#### Work required
Filter the lines below and copy each one that contains the string "adult". Case counts.

+ + + + + + +

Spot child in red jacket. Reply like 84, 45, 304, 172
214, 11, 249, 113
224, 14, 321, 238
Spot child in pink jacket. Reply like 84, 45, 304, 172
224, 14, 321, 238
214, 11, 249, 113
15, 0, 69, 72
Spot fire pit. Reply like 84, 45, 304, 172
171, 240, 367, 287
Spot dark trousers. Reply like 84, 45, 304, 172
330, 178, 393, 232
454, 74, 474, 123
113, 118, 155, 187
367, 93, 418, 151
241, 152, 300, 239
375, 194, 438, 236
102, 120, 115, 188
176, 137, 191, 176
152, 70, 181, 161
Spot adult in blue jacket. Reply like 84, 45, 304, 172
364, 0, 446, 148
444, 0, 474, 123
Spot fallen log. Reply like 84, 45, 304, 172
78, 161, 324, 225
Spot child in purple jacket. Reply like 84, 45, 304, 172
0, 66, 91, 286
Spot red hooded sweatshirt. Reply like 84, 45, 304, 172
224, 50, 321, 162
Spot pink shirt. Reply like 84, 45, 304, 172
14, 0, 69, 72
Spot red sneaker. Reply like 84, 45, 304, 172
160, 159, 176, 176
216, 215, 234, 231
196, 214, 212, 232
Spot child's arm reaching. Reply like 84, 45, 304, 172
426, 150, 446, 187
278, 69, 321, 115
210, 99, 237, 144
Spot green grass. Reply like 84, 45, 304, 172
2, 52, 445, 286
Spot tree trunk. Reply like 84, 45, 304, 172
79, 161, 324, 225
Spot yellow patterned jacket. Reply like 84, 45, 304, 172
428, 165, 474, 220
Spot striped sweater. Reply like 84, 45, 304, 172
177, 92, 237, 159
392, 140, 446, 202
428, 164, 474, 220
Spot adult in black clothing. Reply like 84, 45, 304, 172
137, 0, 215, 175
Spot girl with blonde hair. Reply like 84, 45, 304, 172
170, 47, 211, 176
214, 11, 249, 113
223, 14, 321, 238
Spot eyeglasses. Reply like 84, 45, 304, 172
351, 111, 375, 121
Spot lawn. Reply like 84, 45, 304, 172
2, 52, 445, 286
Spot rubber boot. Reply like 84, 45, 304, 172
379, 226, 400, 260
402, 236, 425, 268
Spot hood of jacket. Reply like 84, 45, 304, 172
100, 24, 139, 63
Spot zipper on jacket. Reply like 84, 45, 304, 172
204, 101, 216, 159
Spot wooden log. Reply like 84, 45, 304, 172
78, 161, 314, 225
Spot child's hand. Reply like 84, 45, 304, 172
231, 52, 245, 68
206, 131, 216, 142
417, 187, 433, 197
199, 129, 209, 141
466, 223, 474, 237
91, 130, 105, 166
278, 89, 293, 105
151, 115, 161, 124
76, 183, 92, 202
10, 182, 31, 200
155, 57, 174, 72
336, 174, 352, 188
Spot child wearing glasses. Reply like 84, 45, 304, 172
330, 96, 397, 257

+ + + + + + +

#### The answer
Spot adult in blue jacket. Reply like 84, 45, 304, 172
Spot adult in black clothing. Reply like 84, 45, 304, 172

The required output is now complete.